Text shown>
--- START ---
The FTC defended its position, saying the dental board failed to meet exemption criteria.

“The board is made up of market participants with no accountability except to their fellow dentists,” said Imad Abyad, an FTC attorney.

The case is not about whether the teeth whiteners’ practices were safe, but it is about the incorrect way in which the dental board handled the whiteners’ conduct, he said.

“They decided on their own to interpret state law and decided to issue their own cease-and-desist orders without seeking a court order,” Abyad said. “The case the commission brought relates to competition. It does not relate to whether teeth whitening by nondentists is safe or not.”

The FTC said the dental board is not prevented from investigating nondentists and whether they have violated the state’s Dental Practice Act. However, the board should seek a court order to stop potential violators rather than taking the matter into their own hands, the FTC said.

The FTC’s decision directly affects patient safety, said Noel Allen, the board’s attorney.
--- END ---
Information provided>
--- START ---
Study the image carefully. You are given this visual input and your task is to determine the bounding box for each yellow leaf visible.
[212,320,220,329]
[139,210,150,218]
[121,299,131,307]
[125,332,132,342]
--- END ---
What you should do> Repeat, word for word, the part of the FTC and dental board text that begins with the words containing "The FTC said the" and ends with "the board’s attorney.". The records play no part in this work.

Response>
The FTC said the dental board is not prevented from investigating nondentists and whether they have violated the state’s Dental Practice Act. However, the board should seek a court order to stop potential violators rather than taking the matter into their own hands, the FTC said.

The FTC’s decision directly affects patient safety, said Noel Allen, the board’s attorney.